> _EXTRACT_
────────

I recently spent ten hours listening to Tolle teach about this principle, and it was tough to grasp at first. How do I lead an organized life and do excellent work if I am only in the now, just contemplating the present moment? But that’s not what I think he means. I need to set goals and move toward them, but always stay rooted in the beauty or pain that is now. I must notice the smiles of my loved ones, acknowledge the needs of my physical body, savor the sip of white wine, take a moment to feel sun on my face, and listen to the sound of my breath as it fills, then leaves, my lungs; all ways to remain present. But it’s okay to dream about the future, too.

────────

(Source records)
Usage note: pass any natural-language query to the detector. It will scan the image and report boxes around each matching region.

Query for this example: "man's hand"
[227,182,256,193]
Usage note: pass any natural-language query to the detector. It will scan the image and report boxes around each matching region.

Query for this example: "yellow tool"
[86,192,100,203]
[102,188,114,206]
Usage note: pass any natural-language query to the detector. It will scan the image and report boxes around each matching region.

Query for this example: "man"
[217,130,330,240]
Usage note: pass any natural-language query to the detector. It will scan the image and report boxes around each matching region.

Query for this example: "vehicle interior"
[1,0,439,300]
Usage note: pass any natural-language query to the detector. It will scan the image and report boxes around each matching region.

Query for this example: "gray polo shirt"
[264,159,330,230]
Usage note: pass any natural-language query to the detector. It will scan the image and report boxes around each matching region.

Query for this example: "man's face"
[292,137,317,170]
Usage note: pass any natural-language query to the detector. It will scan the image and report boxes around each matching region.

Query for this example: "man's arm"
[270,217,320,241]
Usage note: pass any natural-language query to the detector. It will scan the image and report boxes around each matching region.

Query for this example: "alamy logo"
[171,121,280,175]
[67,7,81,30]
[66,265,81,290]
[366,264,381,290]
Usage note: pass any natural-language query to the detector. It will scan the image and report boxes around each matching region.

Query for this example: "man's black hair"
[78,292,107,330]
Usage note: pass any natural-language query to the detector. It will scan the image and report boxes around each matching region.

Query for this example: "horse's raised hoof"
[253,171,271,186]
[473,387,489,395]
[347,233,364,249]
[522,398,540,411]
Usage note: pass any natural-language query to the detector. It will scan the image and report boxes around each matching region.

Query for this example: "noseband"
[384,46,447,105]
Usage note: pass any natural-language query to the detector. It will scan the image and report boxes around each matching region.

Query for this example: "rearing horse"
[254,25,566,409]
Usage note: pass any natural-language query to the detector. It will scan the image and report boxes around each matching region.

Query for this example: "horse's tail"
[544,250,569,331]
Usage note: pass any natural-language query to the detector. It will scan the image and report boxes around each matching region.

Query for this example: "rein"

────────

> _PROBLEMS TO SOLVE_
(1) In the passage on living in the present, how many hours did the writer spend listening to Tolle teach about this principle?
(2) Continue the passage on living in the present from where it stops.

> _ANSWERS PROVIDED_
(1) Ten hours.

(2)
To dream without anxiety is the key. Worry and angst rob me of joy in the now, and they are as addictive and habitual as any chemical. But learning to stay present, connected to my own spirit and to the greater universal Divine is so much better. Already this morning, I have walked the baby while taking in the beautiful sunlight and cooler autumn air (Houston’s temperature finally dropped below 90 degrees yesterday), enjoyed some sparkling water, and answered some work emails. All without angst. All without worry. Without anxiety.

To live this way will take practice. It will call for thought and accountability. It will require surrender to what is balanced with a willingness to look for what can be. 

This, my friends, is where freedom lies. In each moment lived, one by one by one.